## [Problemas]
A - Segundo o texto sobre Kyra Gracie, quantos alunos tinha a academia que ela montou com o tio em Manhattan?
B - Prossiga com o texto sobre Kyra Gracie a partir do ponto em que ele termina.

Na época, Kyra viu muitas mulheres da família deixando o esporte de lado. “Minha mãe foi uma delas. Chegou até a faixa azul (tem branca, azul, roxa, marrom e preta) e meus tios a tiraram da luta. Uma pena, porque ela era um talento”, relembra.

Por causa desse histórico, Kyra tentou outro caminho profissional, antes de insistir na luta, e fez faculdade de Direito. No primeiro dia de estágio, farejou que estava no octógono errado. “Fui assistir a uma audiência no centro do Rio. Peguei um ônibus, passei uma hora e meia no trânsito, esperei o dia todo pela tal audiência e, no fim, não gostei do resultado dela”.

O jeito foi peitar o medo. E a família. “Liguei pro meu tio Renzo, que morava em Nova York. Desabafei, contei que queria muito tentar trabalhar com luta, e ele me mandou uma passagem para ajudá-lo numa academia que estava abrindo”.

E rolou. Com 19 anos, montou com o tio a maior academia de jiu-jitsu do mundo, no coração de Manhattan. Eram 1.600 alunos, e, entre eles, figurinhas do naipe de Madonna e David Beckham.

kyra gracie 2 - André Rodrigues/UOL - André Rodrigues/UOL
Imagem: André Rodrigues/UOL

Em competições, homem ganha 50 mil. Mulher, mil

“Tem muita coisa errada na luta ainda. Por exemplo, nas competições dentro e fora do Brasil, as mulheres que vencem as lutas ganham muito menos que os homens. Elas ganham mil dólares. Eles, 50 mil”.

Nos campeonatos que Kyra organiza, o quadro é semelhante. Isso porque, segundo ela, a grana depende inteiramente da boa vontade dos patrocinadores. “Quando ganham bem, é porque elas são bonitas, chamam a atenção da publicidade e as marcas se interessam". 

Kyra diz lutar para que o quadro esteja mais equilibrado, quando suas filhas começarem a competir. As duas meninas adoram brincar de luta em casa, cada uma, vestindo um mini-quimono que a mãe mandou confeccionar. 

Instada a falar de questões de maternidade, a atleta respira fundo. “Ser mãe é meu maior desafio. Tento perceber os pequenos detalhes, mostrar que sou a melhor amiga delas e estar presente, inteira, nos momentos certos”. Nesta altura da conversa com a atleta, Ayra chega da escola, trazida pela babá, agarra a mãe, tasca-lhe um beijo e um golpe: “eu te amo, mamãe”.

Se tem palmada na hora da birra? Não. “Em casa, temos um quadro de estrelinhas. Quando elas obedecem ou comem tudo, ganham estrela. Se fazem bobeira, perdem. Se ameaço tirar uma estrela, é pior que uma palmada”, diverte-se.

No quesito comida, Kyra é faixa preta preta: fritura, só come duas vezes por ano. “Refrigerante, nem existe. E as meninas não comem nada com farinha de trigo”.

## [Itens]
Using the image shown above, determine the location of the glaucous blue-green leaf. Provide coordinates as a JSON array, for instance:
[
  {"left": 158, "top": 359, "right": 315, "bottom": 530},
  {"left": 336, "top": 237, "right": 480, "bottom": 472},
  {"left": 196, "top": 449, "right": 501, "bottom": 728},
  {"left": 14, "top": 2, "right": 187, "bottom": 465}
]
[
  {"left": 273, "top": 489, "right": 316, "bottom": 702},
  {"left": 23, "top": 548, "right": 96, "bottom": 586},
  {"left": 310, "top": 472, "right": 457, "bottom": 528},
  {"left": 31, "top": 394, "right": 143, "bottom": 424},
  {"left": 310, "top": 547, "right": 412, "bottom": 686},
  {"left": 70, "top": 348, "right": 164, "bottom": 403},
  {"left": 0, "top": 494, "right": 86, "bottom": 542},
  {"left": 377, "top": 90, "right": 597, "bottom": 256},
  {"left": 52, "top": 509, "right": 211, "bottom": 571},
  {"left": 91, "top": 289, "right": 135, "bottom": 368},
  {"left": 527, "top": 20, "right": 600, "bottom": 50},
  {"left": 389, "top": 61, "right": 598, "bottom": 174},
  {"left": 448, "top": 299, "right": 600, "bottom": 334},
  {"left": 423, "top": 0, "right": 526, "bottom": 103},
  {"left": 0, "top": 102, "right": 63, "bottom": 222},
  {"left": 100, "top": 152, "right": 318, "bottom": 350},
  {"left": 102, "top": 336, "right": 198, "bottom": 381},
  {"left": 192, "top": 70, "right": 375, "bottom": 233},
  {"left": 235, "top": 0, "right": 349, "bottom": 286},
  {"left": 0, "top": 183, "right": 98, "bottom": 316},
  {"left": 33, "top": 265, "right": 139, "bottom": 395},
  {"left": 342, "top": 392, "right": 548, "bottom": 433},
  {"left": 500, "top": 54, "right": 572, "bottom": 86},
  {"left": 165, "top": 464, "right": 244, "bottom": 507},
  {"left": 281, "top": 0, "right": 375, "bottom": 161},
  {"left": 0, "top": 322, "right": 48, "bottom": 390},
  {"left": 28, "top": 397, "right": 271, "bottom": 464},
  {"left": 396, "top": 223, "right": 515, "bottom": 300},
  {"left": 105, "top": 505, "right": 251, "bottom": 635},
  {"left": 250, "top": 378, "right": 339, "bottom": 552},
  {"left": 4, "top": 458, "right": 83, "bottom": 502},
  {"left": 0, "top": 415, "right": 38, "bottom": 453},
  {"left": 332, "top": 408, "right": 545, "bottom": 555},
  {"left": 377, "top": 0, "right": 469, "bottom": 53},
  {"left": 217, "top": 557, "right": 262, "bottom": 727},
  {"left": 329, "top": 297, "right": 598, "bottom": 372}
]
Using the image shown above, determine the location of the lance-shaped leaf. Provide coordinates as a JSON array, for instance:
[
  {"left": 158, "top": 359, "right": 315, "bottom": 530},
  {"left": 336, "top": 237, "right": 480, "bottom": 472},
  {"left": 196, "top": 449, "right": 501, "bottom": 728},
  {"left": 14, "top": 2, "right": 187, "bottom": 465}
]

## [Respostas por tarefa]
A - 1.600 alunos.

B -
 Abuso contra atletas mulheres

A sacudida que o mundo esportivo vem levando, desde o ano passado, quando atletas passaram a relatar abusos sexuais sofridos pelos treinadores não passa despercebida por Kyra. E o caso que mais a sensibilizou foi o da judoca americana Kayla Harrison.

Kayla, que hoje treina jiu-jitsu em Nova York, contou que quando era novinha foi abusada por seu técnico de karatê. A atleta escreveu livro, dá palestras sobre o assunto e foi medalhista de ouro nos Jogos do Rio de 2016. “Temos que amparar a vítima, sempre. E é papel de todo mundo não deixar que esses absurdos aconteçam”, diz Kyra.

Por motivos quase óbvios, ela conta que não passou por tragédias como essa. “Meus mestres eram meus primos e tios. Não tem como negar que, para mim, foi mais fácil”, diz. Kyra analisa, com propriedade, que em um esporte no qual o contato físico é parte do treinamento, é mais difícil identificar uma ação abusiva. “Olhando de fora, quase ninguém percebe. Mas quem está ali, no dia a dia com os atletas e vê qualquer sinal de abuso, precisa colocar a boca no trombone”. Ela garante que nunca viu nada.

Jair Bolsonaro: a única esquiva de Kyra

Um nome divide a família Gracie, o de Jair Bolsonaro, presença constante em eventos de lutas e candidato à eleição presidencial de 2018.

Alguns Gracie declaram abertamente apoio ao polêmico candidato. Outros, o repudiam. “É o cara que tem que usar a armadura branca da gente”, disse Renzo, mestre de Kyra. Reyson discorda do irmão. “Este ‘senhor’ é o representante atual dos torturadores que detiveram pais nos porões da ditadura”.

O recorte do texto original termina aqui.